= Rows from a dataset =
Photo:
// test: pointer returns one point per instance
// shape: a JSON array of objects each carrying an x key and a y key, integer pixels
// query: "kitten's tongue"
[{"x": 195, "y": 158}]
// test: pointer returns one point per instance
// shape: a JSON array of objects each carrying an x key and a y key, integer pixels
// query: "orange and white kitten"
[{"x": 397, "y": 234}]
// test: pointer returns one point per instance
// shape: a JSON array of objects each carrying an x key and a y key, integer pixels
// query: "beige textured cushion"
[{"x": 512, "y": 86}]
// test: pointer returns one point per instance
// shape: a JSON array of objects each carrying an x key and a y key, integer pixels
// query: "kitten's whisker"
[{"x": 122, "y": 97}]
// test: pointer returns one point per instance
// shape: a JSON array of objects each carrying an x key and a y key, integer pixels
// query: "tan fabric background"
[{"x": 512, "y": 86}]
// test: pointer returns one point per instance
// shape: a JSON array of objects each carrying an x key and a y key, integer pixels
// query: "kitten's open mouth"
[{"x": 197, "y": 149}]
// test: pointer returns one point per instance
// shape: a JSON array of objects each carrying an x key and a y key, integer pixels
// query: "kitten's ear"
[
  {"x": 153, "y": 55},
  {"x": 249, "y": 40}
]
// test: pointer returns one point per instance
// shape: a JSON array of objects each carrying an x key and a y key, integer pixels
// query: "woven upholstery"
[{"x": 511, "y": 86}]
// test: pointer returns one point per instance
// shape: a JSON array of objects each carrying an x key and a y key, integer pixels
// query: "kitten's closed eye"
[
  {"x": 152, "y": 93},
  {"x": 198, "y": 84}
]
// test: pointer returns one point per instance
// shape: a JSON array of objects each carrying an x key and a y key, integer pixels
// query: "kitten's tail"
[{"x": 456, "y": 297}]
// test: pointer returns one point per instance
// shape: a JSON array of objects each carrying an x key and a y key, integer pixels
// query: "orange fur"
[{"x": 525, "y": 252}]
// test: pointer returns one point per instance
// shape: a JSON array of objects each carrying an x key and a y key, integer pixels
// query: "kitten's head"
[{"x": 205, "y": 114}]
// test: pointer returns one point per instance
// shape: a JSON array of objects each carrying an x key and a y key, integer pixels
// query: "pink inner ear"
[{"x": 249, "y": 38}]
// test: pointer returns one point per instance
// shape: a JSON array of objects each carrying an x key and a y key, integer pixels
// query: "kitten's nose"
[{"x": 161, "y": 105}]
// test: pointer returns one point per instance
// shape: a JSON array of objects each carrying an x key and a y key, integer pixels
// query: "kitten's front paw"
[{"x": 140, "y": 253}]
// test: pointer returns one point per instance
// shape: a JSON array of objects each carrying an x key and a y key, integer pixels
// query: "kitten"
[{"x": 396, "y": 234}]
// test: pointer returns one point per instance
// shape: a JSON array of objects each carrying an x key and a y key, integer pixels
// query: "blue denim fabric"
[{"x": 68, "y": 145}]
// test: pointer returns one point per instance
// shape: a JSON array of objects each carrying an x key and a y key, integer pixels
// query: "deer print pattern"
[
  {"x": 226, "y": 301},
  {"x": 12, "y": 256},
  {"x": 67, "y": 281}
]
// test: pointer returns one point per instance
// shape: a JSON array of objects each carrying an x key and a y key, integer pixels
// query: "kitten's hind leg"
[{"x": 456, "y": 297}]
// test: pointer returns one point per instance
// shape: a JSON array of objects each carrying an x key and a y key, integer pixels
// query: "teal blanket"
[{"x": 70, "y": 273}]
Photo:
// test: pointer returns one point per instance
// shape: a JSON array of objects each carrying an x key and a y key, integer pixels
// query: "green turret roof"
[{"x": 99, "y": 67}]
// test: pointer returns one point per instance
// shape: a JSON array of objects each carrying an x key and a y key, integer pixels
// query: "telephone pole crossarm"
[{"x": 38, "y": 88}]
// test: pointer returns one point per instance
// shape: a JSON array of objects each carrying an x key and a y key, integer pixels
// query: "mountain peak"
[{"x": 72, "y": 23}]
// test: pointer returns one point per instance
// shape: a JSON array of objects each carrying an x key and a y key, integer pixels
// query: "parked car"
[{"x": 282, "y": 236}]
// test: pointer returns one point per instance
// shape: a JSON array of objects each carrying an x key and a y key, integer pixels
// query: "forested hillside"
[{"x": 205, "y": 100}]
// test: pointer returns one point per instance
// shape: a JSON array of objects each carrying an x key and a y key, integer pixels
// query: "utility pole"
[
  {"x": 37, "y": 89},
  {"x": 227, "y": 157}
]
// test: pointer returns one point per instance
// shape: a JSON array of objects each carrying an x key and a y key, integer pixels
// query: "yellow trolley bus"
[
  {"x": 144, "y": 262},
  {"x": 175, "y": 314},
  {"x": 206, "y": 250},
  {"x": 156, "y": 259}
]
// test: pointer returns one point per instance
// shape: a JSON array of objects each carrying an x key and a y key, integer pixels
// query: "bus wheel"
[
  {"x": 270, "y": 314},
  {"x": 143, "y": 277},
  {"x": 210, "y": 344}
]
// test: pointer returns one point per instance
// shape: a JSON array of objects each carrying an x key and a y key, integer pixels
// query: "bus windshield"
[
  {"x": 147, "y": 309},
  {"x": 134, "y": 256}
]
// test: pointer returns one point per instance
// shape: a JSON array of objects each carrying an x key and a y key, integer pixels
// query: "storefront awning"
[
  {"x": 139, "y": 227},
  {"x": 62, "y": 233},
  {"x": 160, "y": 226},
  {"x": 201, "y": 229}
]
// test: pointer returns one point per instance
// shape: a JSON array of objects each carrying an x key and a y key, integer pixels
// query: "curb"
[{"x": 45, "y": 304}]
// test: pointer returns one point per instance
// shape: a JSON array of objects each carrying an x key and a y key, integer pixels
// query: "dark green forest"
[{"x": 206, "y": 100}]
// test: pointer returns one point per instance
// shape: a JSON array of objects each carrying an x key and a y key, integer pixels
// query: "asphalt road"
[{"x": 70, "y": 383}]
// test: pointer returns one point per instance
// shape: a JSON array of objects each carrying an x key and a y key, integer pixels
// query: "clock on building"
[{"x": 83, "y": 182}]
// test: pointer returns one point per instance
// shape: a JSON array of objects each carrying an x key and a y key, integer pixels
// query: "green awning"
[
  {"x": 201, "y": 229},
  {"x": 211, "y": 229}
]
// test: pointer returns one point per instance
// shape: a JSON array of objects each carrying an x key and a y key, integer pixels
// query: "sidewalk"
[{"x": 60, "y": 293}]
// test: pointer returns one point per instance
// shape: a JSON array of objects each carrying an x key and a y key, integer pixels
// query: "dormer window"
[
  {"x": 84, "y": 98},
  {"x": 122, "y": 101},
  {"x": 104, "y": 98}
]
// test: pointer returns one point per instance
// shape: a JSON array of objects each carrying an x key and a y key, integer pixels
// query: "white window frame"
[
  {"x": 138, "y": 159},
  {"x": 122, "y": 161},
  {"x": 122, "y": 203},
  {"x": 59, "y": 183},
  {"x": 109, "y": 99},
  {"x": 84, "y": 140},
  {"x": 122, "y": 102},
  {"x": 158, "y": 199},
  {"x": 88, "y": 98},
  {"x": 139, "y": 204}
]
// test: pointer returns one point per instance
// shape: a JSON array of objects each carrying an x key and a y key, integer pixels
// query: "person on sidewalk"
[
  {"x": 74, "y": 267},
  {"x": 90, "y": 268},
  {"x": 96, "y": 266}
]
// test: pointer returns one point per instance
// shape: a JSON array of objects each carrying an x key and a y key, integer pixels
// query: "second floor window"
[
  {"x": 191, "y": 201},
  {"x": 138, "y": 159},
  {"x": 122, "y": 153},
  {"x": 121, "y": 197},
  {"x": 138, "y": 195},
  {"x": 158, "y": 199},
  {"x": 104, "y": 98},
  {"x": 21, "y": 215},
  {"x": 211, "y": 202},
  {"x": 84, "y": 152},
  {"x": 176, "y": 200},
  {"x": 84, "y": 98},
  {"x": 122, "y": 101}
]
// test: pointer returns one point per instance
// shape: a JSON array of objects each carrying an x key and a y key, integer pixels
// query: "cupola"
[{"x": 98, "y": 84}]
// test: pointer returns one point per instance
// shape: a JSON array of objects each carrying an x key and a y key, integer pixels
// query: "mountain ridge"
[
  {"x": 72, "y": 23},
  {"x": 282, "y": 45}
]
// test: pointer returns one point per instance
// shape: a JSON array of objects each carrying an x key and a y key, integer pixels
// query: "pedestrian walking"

= Given instruction =
How many lines in the records contain the word "kitten"? Case counts; give only the number.

= Exercise answer =
12